THE PROBLEM: Please extract every line of the records that contains the word "black", and note that case counts.

THE INPUT:
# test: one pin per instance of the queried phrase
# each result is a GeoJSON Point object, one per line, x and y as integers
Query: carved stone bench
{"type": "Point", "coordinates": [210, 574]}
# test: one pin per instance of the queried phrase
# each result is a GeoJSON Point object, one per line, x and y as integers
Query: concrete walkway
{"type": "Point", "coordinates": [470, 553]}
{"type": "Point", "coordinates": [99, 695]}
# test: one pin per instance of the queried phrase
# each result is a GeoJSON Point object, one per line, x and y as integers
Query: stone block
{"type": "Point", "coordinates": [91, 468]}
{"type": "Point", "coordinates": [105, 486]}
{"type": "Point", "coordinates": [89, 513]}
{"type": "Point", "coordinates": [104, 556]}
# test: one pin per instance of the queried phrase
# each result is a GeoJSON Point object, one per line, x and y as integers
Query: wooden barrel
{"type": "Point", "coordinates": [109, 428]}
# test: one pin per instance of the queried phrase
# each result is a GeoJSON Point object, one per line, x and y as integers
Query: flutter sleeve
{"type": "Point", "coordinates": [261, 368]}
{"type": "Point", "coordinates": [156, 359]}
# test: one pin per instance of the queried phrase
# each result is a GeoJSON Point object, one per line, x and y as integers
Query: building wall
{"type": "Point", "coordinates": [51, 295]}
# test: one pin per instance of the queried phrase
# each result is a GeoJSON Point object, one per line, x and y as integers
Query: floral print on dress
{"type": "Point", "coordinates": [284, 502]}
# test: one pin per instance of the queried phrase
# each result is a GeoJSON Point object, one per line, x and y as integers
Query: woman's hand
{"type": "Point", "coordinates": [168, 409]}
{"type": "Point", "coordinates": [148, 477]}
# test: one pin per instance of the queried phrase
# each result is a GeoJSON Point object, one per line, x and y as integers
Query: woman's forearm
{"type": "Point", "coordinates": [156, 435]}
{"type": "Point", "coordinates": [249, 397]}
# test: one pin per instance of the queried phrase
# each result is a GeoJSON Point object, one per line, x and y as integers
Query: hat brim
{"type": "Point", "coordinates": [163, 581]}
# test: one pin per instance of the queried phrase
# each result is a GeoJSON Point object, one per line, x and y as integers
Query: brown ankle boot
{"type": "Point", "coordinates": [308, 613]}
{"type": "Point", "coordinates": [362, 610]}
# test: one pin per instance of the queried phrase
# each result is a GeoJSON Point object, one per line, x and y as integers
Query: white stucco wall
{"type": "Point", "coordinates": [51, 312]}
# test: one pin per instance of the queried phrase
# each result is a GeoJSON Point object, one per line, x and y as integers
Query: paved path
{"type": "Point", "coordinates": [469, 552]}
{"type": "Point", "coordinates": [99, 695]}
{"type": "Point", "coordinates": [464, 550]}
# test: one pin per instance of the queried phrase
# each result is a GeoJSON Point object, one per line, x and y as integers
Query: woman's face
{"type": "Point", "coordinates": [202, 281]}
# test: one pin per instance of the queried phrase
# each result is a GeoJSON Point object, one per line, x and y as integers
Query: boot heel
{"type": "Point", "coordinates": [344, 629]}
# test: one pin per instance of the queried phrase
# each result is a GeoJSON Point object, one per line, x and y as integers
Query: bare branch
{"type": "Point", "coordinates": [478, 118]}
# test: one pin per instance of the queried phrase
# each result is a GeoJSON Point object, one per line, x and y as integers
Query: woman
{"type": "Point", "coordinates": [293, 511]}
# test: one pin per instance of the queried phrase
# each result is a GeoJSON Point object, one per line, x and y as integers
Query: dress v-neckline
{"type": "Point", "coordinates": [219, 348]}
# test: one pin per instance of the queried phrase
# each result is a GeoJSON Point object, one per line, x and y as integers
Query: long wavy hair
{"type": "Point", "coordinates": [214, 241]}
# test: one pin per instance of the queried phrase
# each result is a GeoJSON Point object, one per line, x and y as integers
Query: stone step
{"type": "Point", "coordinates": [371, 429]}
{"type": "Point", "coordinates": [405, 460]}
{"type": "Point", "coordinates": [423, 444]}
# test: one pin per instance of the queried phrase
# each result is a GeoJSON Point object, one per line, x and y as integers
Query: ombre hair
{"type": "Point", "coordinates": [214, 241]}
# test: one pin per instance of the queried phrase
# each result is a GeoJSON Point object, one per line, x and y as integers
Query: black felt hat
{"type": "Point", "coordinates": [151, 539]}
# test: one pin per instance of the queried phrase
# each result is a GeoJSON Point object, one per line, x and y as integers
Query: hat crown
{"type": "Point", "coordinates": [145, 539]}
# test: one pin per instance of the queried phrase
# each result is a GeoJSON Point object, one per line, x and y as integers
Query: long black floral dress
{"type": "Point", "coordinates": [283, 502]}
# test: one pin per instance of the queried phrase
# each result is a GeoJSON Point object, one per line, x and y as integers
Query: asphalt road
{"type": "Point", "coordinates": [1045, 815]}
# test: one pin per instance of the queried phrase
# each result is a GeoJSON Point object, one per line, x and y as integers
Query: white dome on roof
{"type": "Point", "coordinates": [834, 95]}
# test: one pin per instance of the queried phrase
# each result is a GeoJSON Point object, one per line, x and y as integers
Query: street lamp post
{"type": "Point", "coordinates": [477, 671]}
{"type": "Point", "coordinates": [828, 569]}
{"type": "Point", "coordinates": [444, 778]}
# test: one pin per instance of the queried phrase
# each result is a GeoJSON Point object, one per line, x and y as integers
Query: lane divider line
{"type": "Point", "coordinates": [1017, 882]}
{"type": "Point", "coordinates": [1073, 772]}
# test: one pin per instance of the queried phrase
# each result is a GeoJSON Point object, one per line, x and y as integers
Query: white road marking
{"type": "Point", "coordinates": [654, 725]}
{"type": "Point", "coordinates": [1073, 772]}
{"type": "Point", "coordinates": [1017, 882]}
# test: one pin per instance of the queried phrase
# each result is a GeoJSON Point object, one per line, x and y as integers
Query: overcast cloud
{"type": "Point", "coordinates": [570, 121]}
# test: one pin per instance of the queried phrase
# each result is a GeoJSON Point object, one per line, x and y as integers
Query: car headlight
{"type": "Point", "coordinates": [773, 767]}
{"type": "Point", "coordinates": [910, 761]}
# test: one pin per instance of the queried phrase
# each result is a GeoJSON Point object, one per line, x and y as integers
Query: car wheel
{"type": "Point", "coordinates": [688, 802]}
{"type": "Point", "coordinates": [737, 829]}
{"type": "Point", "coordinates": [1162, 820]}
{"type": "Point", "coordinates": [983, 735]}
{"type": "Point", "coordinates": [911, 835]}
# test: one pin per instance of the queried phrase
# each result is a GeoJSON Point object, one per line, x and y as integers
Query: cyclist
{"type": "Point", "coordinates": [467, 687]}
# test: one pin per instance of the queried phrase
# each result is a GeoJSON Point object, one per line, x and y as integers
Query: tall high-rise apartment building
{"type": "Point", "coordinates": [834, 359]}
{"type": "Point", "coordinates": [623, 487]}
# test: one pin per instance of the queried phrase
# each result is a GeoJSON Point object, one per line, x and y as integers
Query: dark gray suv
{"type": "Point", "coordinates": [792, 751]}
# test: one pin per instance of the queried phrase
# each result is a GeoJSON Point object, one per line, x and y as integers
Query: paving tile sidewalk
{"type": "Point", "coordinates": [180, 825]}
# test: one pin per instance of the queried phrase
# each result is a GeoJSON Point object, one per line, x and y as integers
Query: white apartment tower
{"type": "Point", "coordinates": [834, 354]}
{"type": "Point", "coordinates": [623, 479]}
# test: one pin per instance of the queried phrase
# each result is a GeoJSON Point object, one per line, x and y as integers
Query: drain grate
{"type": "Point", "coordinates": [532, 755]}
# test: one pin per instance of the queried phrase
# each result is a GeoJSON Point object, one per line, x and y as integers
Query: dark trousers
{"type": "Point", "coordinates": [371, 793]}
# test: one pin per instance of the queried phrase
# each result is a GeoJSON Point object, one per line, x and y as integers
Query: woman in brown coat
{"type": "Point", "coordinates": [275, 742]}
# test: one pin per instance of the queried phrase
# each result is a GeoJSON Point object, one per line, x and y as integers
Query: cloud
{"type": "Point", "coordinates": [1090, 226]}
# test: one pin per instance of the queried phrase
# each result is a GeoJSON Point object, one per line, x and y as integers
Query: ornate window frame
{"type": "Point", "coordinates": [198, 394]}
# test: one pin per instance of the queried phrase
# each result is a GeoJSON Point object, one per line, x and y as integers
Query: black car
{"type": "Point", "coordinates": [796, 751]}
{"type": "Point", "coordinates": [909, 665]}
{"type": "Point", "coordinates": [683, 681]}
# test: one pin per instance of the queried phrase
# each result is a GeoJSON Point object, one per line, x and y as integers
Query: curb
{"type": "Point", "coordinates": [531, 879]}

OUTPUT FOR THIS TASK:
Query: black felt hat
Query: long black floral dress
Query: black car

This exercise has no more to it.